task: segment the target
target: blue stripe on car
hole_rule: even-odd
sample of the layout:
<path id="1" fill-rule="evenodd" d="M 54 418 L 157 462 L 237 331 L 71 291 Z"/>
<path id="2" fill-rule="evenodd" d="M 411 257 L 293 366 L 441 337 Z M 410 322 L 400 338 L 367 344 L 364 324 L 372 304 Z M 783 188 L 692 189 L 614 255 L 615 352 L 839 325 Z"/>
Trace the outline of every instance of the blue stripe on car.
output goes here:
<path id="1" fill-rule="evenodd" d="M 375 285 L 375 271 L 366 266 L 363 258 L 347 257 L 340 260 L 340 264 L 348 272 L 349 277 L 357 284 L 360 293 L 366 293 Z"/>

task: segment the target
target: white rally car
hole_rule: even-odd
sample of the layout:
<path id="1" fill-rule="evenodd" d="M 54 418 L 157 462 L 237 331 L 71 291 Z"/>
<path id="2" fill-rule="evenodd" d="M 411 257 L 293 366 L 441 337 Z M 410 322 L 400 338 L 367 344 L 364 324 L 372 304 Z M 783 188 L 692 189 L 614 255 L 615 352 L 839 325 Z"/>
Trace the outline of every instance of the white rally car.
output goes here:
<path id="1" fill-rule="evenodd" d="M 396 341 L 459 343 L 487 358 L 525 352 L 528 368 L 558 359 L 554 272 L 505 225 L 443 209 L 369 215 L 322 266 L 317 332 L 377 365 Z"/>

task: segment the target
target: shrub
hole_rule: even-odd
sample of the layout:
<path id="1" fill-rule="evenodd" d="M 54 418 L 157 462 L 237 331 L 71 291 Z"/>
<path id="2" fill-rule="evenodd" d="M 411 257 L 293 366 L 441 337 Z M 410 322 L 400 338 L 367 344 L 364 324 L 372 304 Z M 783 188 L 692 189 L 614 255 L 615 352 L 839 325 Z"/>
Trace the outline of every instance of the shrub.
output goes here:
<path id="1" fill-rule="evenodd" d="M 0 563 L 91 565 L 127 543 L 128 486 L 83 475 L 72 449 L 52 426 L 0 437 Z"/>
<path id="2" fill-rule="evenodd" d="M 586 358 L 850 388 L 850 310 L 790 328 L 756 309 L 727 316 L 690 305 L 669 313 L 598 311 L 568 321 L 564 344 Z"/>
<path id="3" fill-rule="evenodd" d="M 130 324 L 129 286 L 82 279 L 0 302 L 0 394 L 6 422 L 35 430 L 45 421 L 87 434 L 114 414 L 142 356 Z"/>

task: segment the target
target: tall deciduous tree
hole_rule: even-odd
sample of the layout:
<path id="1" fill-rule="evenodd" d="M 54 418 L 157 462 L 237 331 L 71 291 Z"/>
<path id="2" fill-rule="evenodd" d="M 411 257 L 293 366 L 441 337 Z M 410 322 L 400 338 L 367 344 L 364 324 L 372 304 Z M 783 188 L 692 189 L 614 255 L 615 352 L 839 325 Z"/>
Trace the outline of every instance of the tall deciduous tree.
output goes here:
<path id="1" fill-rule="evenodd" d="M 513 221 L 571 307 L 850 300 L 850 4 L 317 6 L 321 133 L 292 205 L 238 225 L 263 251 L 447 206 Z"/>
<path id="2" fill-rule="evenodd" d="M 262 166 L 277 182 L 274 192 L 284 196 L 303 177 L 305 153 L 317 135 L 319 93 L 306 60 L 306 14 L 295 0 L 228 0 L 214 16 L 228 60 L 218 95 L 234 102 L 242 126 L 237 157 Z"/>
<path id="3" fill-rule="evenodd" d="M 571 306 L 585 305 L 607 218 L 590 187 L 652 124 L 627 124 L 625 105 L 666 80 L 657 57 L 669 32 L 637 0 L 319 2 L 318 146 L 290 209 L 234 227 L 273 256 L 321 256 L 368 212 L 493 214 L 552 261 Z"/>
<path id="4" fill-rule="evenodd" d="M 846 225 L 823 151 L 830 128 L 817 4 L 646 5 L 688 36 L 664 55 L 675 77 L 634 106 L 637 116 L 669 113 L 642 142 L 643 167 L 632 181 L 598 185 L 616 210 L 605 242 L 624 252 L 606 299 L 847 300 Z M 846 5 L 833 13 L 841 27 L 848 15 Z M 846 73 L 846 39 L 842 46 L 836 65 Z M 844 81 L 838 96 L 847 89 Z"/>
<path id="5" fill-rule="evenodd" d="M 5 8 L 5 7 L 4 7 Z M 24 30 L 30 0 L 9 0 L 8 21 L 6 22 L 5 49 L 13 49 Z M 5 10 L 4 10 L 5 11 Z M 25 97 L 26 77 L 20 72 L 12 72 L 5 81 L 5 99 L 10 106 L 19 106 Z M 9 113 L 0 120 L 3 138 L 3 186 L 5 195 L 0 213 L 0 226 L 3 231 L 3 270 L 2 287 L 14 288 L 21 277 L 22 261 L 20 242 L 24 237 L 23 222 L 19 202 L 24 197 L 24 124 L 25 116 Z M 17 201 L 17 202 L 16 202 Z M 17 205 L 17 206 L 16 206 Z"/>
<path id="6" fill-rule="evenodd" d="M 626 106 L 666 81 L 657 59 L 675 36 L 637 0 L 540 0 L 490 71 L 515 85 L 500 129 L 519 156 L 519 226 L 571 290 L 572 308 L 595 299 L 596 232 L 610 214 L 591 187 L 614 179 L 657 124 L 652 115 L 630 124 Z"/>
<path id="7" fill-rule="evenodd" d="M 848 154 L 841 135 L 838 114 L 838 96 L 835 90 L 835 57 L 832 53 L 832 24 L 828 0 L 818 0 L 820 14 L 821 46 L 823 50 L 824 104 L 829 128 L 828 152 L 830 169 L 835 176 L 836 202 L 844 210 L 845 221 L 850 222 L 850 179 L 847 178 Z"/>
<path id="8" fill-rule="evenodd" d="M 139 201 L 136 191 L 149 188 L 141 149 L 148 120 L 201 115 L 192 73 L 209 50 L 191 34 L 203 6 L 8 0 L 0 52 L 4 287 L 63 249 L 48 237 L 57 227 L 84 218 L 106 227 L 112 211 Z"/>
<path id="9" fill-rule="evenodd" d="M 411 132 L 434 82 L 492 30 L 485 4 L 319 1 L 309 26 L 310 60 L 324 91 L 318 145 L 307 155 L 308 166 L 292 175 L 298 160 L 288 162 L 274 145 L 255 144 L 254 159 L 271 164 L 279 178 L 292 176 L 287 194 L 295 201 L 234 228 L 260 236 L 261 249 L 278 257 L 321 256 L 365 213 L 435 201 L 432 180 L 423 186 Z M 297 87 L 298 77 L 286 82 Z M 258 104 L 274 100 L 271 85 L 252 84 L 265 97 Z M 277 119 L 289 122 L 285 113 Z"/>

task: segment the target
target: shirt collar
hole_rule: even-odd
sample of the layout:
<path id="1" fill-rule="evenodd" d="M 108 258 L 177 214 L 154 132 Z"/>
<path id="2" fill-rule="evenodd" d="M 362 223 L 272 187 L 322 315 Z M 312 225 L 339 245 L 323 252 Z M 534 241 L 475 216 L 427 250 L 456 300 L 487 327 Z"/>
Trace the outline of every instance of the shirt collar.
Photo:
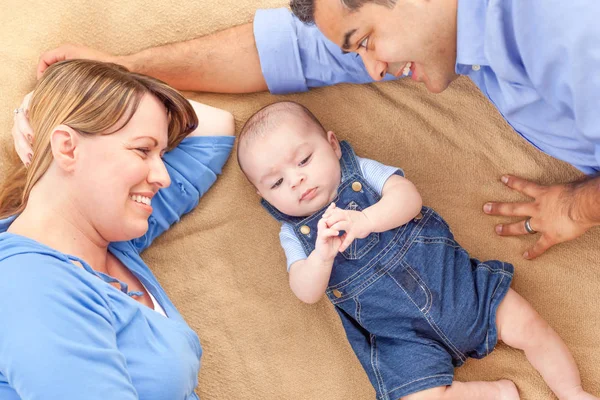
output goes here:
<path id="1" fill-rule="evenodd" d="M 485 56 L 486 0 L 458 0 L 456 16 L 456 73 L 466 74 L 472 65 L 488 65 Z"/>
<path id="2" fill-rule="evenodd" d="M 8 218 L 0 219 L 0 233 L 6 232 L 10 224 L 12 224 L 12 222 L 17 218 L 17 216 L 18 214 L 15 214 L 11 215 Z"/>

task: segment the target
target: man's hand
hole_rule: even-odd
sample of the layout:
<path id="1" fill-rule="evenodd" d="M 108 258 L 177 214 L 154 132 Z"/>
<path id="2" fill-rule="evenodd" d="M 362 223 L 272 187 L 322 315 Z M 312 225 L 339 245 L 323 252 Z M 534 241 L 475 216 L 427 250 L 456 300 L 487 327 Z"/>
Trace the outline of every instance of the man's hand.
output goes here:
<path id="1" fill-rule="evenodd" d="M 354 239 L 365 238 L 373 232 L 371 221 L 361 211 L 343 210 L 334 205 L 325 211 L 322 219 L 331 229 L 337 232 L 345 231 L 341 237 L 342 244 L 339 251 L 346 250 Z"/>
<path id="2" fill-rule="evenodd" d="M 33 145 L 33 129 L 31 129 L 29 119 L 27 118 L 29 102 L 31 101 L 32 95 L 33 92 L 29 92 L 25 98 L 23 98 L 18 109 L 19 112 L 14 116 L 13 127 L 11 130 L 15 150 L 26 167 L 29 166 L 33 158 L 33 150 L 31 148 Z"/>
<path id="3" fill-rule="evenodd" d="M 58 61 L 84 58 L 86 60 L 104 61 L 119 64 L 118 57 L 94 50 L 86 46 L 63 44 L 54 50 L 47 51 L 40 56 L 37 66 L 37 78 L 40 79 L 46 68 Z"/>
<path id="4" fill-rule="evenodd" d="M 541 234 L 538 241 L 527 250 L 523 257 L 533 259 L 557 243 L 575 239 L 591 228 L 581 209 L 581 196 L 569 185 L 543 186 L 515 176 L 503 176 L 502 182 L 531 198 L 526 203 L 486 203 L 483 211 L 489 215 L 507 217 L 530 217 L 530 227 Z M 589 194 L 594 195 L 593 192 Z M 586 195 L 587 196 L 587 195 Z M 589 200 L 589 199 L 588 199 Z M 590 204 L 588 201 L 586 204 Z M 501 236 L 528 234 L 525 228 L 527 219 L 511 224 L 496 226 Z"/>

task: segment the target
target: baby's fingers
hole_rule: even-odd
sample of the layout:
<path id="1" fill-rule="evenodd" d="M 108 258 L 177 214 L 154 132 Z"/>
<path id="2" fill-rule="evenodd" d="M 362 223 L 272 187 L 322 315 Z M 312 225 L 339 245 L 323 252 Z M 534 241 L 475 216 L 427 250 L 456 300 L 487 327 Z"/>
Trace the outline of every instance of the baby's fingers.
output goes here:
<path id="1" fill-rule="evenodd" d="M 344 233 L 344 235 L 342 236 L 342 244 L 340 245 L 339 251 L 345 251 L 348 248 L 348 246 L 352 244 L 353 241 L 354 235 L 352 233 Z"/>
<path id="2" fill-rule="evenodd" d="M 335 210 L 335 203 L 331 203 L 325 210 L 321 218 L 328 218 L 331 215 L 331 210 Z"/>

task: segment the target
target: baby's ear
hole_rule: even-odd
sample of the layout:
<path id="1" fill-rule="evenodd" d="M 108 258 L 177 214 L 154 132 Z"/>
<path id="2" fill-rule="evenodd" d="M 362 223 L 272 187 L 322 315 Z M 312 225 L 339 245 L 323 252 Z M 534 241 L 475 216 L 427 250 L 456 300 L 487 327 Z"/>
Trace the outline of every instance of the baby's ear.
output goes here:
<path id="1" fill-rule="evenodd" d="M 256 194 L 260 196 L 260 198 L 263 198 L 263 195 L 260 193 L 260 190 L 256 189 Z"/>
<path id="2" fill-rule="evenodd" d="M 335 136 L 335 133 L 333 133 L 333 131 L 327 132 L 327 141 L 329 142 L 329 145 L 331 145 L 331 148 L 335 152 L 337 158 L 342 158 L 342 149 L 340 148 L 340 142 L 338 142 L 338 139 Z"/>

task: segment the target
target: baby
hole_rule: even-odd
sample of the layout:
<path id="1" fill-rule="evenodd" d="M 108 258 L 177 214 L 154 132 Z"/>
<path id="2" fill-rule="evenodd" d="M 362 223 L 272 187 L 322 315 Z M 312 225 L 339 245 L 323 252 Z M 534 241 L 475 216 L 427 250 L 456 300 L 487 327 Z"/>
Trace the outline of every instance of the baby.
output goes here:
<path id="1" fill-rule="evenodd" d="M 246 122 L 238 162 L 282 223 L 292 291 L 307 303 L 327 294 L 378 399 L 518 399 L 509 380 L 453 381 L 498 340 L 525 351 L 560 399 L 596 399 L 510 288 L 513 266 L 470 258 L 401 169 L 357 157 L 292 102 Z"/>

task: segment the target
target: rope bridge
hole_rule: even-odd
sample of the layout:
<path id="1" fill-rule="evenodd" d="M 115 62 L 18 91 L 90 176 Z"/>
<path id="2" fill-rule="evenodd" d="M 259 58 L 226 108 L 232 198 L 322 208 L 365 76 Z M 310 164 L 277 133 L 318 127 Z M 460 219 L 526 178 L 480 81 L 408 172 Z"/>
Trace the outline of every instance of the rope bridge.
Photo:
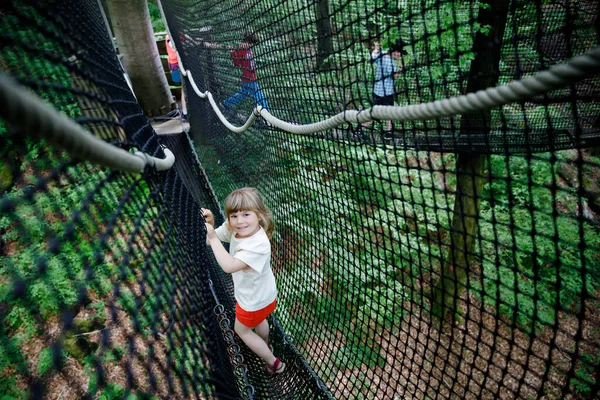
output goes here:
<path id="1" fill-rule="evenodd" d="M 2 396 L 596 396 L 600 78 L 565 68 L 597 59 L 598 2 L 161 9 L 187 73 L 180 135 L 152 130 L 99 2 L 0 6 Z M 249 29 L 254 91 L 233 101 Z M 394 108 L 373 103 L 382 57 Z M 549 71 L 562 83 L 525 97 L 400 115 Z M 205 245 L 200 208 L 219 225 L 242 186 L 276 222 L 274 377 Z"/>

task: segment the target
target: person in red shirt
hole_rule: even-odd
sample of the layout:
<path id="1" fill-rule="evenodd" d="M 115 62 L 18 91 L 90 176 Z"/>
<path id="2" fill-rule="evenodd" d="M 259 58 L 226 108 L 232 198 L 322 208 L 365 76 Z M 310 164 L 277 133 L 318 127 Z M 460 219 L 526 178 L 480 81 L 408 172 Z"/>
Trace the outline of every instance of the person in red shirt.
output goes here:
<path id="1" fill-rule="evenodd" d="M 242 69 L 242 82 L 241 89 L 224 101 L 223 104 L 228 107 L 247 98 L 253 98 L 256 104 L 269 111 L 267 99 L 257 82 L 254 55 L 252 54 L 252 47 L 256 44 L 258 44 L 258 35 L 254 31 L 248 31 L 244 34 L 242 44 L 231 52 L 233 65 Z"/>
<path id="2" fill-rule="evenodd" d="M 169 65 L 169 71 L 171 71 L 171 79 L 174 83 L 181 83 L 181 72 L 179 71 L 179 59 L 177 58 L 177 52 L 171 45 L 171 38 L 169 35 L 165 37 L 165 45 L 167 48 L 167 63 Z M 185 102 L 185 92 L 183 91 L 183 84 L 181 85 L 181 113 L 182 118 L 187 119 L 187 107 Z"/>

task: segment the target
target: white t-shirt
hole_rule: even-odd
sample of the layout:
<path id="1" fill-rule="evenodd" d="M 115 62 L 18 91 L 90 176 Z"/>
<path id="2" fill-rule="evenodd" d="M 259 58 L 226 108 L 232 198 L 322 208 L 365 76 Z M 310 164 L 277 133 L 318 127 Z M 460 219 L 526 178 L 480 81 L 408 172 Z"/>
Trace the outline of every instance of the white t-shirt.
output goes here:
<path id="1" fill-rule="evenodd" d="M 215 229 L 222 242 L 229 243 L 229 254 L 250 268 L 231 274 L 235 299 L 246 311 L 258 311 L 277 297 L 275 275 L 271 270 L 271 242 L 262 227 L 249 238 L 238 238 L 229 222 Z"/>

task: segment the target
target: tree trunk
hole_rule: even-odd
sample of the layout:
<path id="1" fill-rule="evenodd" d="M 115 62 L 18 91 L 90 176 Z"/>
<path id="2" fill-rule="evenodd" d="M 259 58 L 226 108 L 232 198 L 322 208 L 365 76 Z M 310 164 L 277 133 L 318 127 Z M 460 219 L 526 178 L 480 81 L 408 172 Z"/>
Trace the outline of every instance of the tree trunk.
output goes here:
<path id="1" fill-rule="evenodd" d="M 325 59 L 333 54 L 333 30 L 329 18 L 329 0 L 317 0 L 317 68 L 323 68 Z"/>
<path id="2" fill-rule="evenodd" d="M 173 96 L 160 61 L 146 0 L 108 0 L 125 71 L 147 116 L 166 114 Z"/>
<path id="3" fill-rule="evenodd" d="M 496 86 L 502 37 L 506 27 L 509 0 L 487 0 L 489 8 L 480 8 L 481 26 L 491 26 L 489 36 L 478 32 L 474 48 L 477 55 L 471 64 L 467 93 Z M 461 120 L 460 135 L 472 132 L 490 133 L 490 110 L 466 114 Z M 452 217 L 450 257 L 442 265 L 442 275 L 433 289 L 433 315 L 443 321 L 449 311 L 455 312 L 456 303 L 466 281 L 478 237 L 479 206 L 483 188 L 485 156 L 468 153 L 458 157 L 456 166 L 457 188 Z"/>
<path id="4" fill-rule="evenodd" d="M 598 7 L 596 5 L 596 7 Z M 596 31 L 596 42 L 600 42 L 600 12 L 596 9 L 596 19 L 594 20 L 594 29 Z M 594 121 L 594 128 L 600 128 L 600 115 L 596 117 Z M 590 154 L 599 157 L 600 156 L 600 147 L 594 147 L 590 149 Z"/>

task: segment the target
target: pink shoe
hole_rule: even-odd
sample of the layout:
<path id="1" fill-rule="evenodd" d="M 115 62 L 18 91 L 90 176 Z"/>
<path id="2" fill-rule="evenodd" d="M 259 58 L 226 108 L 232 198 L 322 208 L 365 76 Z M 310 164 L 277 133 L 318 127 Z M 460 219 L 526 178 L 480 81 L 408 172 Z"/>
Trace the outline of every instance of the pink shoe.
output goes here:
<path id="1" fill-rule="evenodd" d="M 285 369 L 285 363 L 281 362 L 279 358 L 275 359 L 273 365 L 267 364 L 265 365 L 265 371 L 267 375 L 280 374 Z"/>

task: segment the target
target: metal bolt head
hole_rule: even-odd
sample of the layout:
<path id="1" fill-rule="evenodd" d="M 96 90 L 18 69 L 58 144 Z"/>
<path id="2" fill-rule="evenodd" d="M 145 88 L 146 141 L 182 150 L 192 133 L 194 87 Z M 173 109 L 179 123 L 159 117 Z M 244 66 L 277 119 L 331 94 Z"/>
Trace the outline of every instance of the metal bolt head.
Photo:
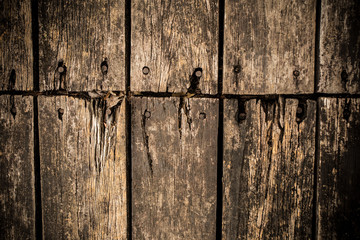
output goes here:
<path id="1" fill-rule="evenodd" d="M 144 75 L 148 75 L 148 74 L 150 73 L 150 68 L 147 67 L 147 66 L 143 67 L 142 73 L 143 73 Z"/>
<path id="2" fill-rule="evenodd" d="M 241 72 L 241 66 L 240 65 L 235 65 L 234 66 L 234 73 L 240 73 Z"/>
<path id="3" fill-rule="evenodd" d="M 12 106 L 11 109 L 10 109 L 10 112 L 11 112 L 12 115 L 16 115 L 16 107 Z"/>
<path id="4" fill-rule="evenodd" d="M 107 70 L 108 70 L 108 67 L 107 67 L 106 65 L 102 65 L 102 66 L 101 66 L 101 71 L 102 71 L 103 73 L 106 73 Z"/>
<path id="5" fill-rule="evenodd" d="M 58 112 L 59 112 L 59 114 L 64 114 L 64 109 L 59 108 L 59 109 L 58 109 Z"/>
<path id="6" fill-rule="evenodd" d="M 345 70 L 343 70 L 341 72 L 341 80 L 346 82 L 348 80 L 348 77 L 349 77 L 349 75 L 347 74 L 347 72 Z"/>
<path id="7" fill-rule="evenodd" d="M 199 118 L 201 119 L 201 120 L 204 120 L 205 118 L 206 118 L 206 113 L 200 113 L 199 114 Z"/>
<path id="8" fill-rule="evenodd" d="M 196 72 L 195 72 L 195 76 L 196 77 L 201 77 L 202 76 L 202 71 L 201 70 L 197 70 Z"/>
<path id="9" fill-rule="evenodd" d="M 299 70 L 294 70 L 294 71 L 293 71 L 293 75 L 294 75 L 295 77 L 298 77 L 298 76 L 300 75 Z"/>
<path id="10" fill-rule="evenodd" d="M 297 114 L 302 114 L 302 113 L 303 113 L 303 109 L 302 109 L 301 107 L 298 107 L 298 108 L 296 109 L 296 113 L 297 113 Z"/>
<path id="11" fill-rule="evenodd" d="M 146 117 L 146 118 L 150 118 L 151 117 L 151 112 L 149 112 L 149 111 L 145 111 L 145 113 L 144 113 L 144 116 Z"/>

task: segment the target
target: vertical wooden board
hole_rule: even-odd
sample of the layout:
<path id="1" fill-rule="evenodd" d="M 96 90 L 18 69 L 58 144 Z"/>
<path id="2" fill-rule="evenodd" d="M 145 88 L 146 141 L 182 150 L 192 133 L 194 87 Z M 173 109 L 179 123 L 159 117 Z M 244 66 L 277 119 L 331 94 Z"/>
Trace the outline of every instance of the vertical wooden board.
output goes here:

········

Your assignment
Line count for "vertical": state how many lines of the records contain it, and give only the number.

Output of the exercise
2